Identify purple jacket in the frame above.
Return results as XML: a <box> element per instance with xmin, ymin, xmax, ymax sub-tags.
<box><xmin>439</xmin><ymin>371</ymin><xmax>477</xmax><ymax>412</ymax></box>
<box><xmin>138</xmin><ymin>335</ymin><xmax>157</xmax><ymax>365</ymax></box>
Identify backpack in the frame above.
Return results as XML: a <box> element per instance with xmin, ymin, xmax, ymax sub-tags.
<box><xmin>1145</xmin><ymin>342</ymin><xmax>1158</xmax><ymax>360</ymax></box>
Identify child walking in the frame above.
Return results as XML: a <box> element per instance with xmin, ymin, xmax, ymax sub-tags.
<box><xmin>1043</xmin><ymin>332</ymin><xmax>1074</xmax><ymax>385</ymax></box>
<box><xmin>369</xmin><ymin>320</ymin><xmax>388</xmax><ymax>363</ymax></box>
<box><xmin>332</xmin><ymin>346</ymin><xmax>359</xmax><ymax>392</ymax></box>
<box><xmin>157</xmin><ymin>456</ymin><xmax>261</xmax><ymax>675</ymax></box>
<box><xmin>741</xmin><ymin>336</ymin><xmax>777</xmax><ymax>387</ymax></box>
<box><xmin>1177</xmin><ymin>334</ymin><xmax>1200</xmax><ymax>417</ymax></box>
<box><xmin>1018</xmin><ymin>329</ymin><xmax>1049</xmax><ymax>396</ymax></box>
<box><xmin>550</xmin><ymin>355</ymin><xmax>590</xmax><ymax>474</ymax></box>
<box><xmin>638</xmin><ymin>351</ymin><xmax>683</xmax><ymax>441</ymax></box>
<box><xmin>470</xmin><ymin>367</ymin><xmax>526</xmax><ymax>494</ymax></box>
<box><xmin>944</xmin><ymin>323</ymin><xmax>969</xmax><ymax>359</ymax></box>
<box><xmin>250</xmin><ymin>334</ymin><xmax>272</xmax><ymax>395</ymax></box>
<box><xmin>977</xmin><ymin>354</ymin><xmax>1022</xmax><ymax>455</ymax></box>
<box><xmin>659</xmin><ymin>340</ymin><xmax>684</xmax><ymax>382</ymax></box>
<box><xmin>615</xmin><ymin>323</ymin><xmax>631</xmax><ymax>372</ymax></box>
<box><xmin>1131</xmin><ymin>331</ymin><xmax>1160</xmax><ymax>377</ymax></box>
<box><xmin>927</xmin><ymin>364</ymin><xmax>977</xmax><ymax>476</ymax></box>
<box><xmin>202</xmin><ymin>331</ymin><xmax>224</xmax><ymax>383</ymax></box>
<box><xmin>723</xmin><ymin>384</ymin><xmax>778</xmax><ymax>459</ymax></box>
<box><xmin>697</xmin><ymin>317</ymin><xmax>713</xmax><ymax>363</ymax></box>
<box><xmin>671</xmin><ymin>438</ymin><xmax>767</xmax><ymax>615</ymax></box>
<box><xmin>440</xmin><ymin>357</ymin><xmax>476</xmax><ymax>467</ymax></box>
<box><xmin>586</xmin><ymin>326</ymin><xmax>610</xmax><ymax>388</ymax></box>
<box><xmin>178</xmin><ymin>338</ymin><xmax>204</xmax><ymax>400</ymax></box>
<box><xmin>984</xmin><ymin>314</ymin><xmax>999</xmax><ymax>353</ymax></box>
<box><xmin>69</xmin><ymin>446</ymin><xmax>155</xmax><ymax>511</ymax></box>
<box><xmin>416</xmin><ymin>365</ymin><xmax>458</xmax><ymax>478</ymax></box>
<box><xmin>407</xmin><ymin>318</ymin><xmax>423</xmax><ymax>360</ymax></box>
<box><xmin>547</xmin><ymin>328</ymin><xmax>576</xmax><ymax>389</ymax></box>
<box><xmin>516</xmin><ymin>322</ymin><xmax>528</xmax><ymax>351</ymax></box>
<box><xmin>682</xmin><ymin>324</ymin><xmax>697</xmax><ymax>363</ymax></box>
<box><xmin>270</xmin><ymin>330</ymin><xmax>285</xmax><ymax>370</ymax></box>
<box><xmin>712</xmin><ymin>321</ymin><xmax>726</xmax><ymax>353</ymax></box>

> _TASK DIRECTIONS_: Above are the records; copy exactly the lines from the line with "Identify backpack in the frame above." through the line with "Identify child walking in the frame above.", both included.

> _ANSWER SPACE_:
Identify backpack in the frame above.
Return results as XML: a <box> element per instance with xmin, ymin, xmax, ymax sub-tags.
<box><xmin>1145</xmin><ymin>342</ymin><xmax>1158</xmax><ymax>360</ymax></box>
Identify child walking in the frame above.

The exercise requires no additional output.